YOUR OBJECTIVE -> Every entry must be given again exactly as it is written.

INPUT FOR THIS TASK ->
──────

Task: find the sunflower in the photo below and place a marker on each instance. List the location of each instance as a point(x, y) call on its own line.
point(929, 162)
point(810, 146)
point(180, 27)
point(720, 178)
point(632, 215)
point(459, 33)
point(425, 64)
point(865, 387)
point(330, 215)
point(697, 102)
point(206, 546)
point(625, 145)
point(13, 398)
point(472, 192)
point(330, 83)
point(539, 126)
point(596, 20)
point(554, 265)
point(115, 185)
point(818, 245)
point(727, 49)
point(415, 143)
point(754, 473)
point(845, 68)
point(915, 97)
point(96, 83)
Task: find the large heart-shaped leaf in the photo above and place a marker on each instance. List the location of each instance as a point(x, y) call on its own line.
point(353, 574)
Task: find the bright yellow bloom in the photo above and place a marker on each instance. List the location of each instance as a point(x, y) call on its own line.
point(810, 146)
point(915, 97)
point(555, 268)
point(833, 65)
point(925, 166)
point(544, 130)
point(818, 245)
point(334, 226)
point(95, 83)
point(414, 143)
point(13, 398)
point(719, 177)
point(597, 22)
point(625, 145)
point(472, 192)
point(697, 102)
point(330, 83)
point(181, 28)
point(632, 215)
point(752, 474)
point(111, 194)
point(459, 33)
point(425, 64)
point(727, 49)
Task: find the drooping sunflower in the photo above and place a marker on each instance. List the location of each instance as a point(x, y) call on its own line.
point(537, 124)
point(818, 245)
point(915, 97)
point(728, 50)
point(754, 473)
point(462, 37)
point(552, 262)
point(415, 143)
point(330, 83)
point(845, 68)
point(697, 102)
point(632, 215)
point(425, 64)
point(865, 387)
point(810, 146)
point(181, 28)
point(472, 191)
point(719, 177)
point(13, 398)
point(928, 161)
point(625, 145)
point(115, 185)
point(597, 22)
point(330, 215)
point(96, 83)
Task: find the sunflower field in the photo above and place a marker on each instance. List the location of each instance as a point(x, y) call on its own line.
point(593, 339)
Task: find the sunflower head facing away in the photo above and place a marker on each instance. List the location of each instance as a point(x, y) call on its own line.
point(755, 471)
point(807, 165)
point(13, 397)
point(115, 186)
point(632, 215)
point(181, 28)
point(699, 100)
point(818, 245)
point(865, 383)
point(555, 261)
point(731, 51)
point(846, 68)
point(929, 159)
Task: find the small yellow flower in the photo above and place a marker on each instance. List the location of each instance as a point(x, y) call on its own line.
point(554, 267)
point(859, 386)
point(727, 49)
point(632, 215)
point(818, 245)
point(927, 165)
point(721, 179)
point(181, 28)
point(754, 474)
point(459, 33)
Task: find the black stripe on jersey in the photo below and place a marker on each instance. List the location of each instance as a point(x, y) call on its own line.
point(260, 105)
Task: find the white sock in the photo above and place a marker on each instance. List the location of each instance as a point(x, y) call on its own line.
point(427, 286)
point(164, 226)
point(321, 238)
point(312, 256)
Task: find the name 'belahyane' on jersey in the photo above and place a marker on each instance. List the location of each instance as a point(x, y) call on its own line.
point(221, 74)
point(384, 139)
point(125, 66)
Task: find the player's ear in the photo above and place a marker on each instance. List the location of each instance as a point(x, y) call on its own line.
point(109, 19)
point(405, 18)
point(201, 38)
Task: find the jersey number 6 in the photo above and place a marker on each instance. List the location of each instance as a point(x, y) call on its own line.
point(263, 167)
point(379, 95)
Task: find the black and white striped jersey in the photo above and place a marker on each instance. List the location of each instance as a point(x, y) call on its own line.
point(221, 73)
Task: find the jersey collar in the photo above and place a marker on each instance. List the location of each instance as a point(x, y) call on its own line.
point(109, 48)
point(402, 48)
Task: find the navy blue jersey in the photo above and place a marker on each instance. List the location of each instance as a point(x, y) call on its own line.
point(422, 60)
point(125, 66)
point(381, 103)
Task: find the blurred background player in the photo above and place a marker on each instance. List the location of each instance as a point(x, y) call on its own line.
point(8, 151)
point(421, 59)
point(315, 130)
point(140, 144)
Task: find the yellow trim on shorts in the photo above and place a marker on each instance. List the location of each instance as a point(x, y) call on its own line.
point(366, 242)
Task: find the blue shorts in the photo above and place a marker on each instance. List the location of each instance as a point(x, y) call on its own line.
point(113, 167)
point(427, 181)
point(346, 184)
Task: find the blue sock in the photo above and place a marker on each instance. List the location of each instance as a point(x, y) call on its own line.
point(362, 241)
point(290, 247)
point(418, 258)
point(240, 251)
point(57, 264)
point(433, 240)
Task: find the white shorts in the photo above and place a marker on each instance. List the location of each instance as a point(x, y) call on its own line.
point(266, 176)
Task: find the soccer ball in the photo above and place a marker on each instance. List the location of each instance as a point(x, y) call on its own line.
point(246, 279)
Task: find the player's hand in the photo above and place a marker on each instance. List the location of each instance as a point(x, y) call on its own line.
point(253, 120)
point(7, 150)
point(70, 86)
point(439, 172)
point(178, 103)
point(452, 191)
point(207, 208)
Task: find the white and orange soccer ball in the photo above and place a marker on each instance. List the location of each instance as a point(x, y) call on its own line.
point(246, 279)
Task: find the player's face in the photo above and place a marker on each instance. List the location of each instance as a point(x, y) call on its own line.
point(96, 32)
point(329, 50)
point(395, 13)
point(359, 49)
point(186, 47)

──────

RESULT OF THIS TASK ->
Task: find the sunflower in the photo below and place a marker on each instance. List the location of each instance as a point(x, y) call on its own line.
point(929, 162)
point(810, 146)
point(180, 27)
point(720, 178)
point(632, 215)
point(459, 33)
point(425, 64)
point(865, 387)
point(330, 215)
point(697, 102)
point(206, 546)
point(625, 145)
point(13, 398)
point(472, 192)
point(330, 83)
point(539, 126)
point(596, 20)
point(554, 265)
point(115, 185)
point(818, 245)
point(727, 49)
point(415, 143)
point(754, 473)
point(845, 68)
point(915, 97)
point(96, 83)
Task: find the large heart-shaped leaf in the photo above and place a marker on each instance. List the location of each instance as a point(x, y) call on its own line.
point(353, 574)
Task: find the bright yellow bloom in the photo above and place a marker on each instance. List the location of each instance as a point(x, y) call on its own line.
point(810, 146)
point(915, 97)
point(555, 268)
point(833, 65)
point(925, 166)
point(544, 130)
point(818, 245)
point(334, 226)
point(95, 83)
point(414, 143)
point(13, 398)
point(719, 177)
point(597, 22)
point(625, 145)
point(472, 192)
point(697, 102)
point(330, 83)
point(181, 28)
point(632, 215)
point(752, 474)
point(111, 194)
point(459, 33)
point(425, 64)
point(727, 49)
Task: find the drooping sunflower in the photo above and place a marker on each instance. List the location of each instance as a point(x, y) call on its own line.
point(537, 124)
point(818, 245)
point(915, 97)
point(728, 50)
point(754, 473)
point(462, 37)
point(552, 262)
point(415, 143)
point(330, 83)
point(845, 68)
point(697, 102)
point(632, 215)
point(425, 64)
point(865, 387)
point(810, 146)
point(181, 28)
point(472, 191)
point(719, 177)
point(13, 398)
point(928, 161)
point(625, 145)
point(115, 185)
point(597, 22)
point(330, 215)
point(96, 83)
Task: find the sunflower field in the photo above and place a marker on each instance. List the location of each instance as a point(x, y) call on its own line.
point(593, 339)
Task: find the sunflower head facing away in the photo above and place a marker on each instance. List the location of each instance as a point(x, y) call on its own line.
point(755, 471)
point(807, 165)
point(13, 397)
point(115, 186)
point(632, 215)
point(181, 28)
point(699, 100)
point(818, 245)
point(865, 383)
point(555, 261)
point(731, 51)
point(846, 68)
point(929, 159)
Task: find the small yellow flower in the photo above and place a marker on each instance. List the location of each instance as a point(x, y) call on its own line.
point(554, 267)
point(859, 386)
point(727, 49)
point(632, 215)
point(818, 245)
point(927, 165)
point(721, 179)
point(181, 28)
point(754, 474)
point(459, 33)
Task: find the black stripe on jersey in the photo below and place a marker on each instance. List the location of each instance as a point(x, y) call on its own line.
point(260, 105)
Task: find the white sock in the photo above and place a marker on each instance. List the location of each instance as a point(x, y) call on its own line.
point(427, 286)
point(164, 226)
point(321, 238)
point(312, 256)
Task: find the name 'belahyane' on jersey in the photo above and place a marker on each instance. List the location of each instance as a point(x, y) call on its own line.
point(221, 74)
point(384, 139)
point(125, 66)
Task: find the player's ear in the photo above and place a marker on each instance. List the location of each instance as a point(x, y) call on its own line.
point(109, 19)
point(405, 18)
point(201, 38)
Task: find the jersey number 6 in the photo above and place a marker on each instance. List the location of each instance as a point(x, y) call on its own line.
point(263, 167)
point(379, 95)
Task: find the black and white striped jersey in the photo above and place a marker on each instance. List the location of each instance as a point(x, y) call on its own line.
point(221, 73)
Task: find the jersey collar in the photo above and place a marker on each instance. List the location of each instance as a point(x, y) call on its own line.
point(109, 48)
point(402, 48)
Task: find the navy blue jersey in the photo above and place a marker on each instance. List the location of each instance as a point(x, y) call on its own line.
point(422, 60)
point(125, 66)
point(381, 103)
Task: find the blurred background player in the photo above and place a marker on each instance. List the location of each instance as a point(x, y) call on its own line.
point(8, 151)
point(421, 59)
point(315, 130)
point(140, 144)
Task: find the yellow trim on shorts in the photo above and place a marker on each instance. List the location of each instance as a point(x, y) call on its own line.
point(366, 242)
Task: find the blue shorts in the photo above and place a marker on each instance. List the location of each instance as a point(x, y) call on its own line.
point(113, 167)
point(427, 181)
point(346, 184)
Task: find the blue sock in the photo above and place a marker on each instance. List the location of each instance as a point(x, y) call on its own line.
point(362, 241)
point(290, 247)
point(418, 258)
point(240, 251)
point(57, 264)
point(433, 240)
Task: find the white shorts in the photo above and place a marker on each instance. List the location of each instance as a point(x, y) call on its own line.
point(266, 176)
Task: find the soccer ball in the photo above and place a marker on each instance. List the location of each instance as a point(x, y) call on its own line.
point(246, 279)
Task: find the player's hand in the photo above and place a marker on each instance. List the location of each instance as a point(x, y) call on its own line.
point(253, 120)
point(7, 150)
point(70, 86)
point(439, 172)
point(178, 103)
point(452, 191)
point(207, 208)
Task: find the white and orange soccer ball in the photo above and place a marker on each instance. List the location of each instance as a point(x, y) call on its own line.
point(246, 279)
Task: find the player's face in the photo above and place a marker on each instance. List the location of each instance as a point(x, y) call on its own line.
point(96, 32)
point(329, 50)
point(395, 13)
point(359, 49)
point(186, 47)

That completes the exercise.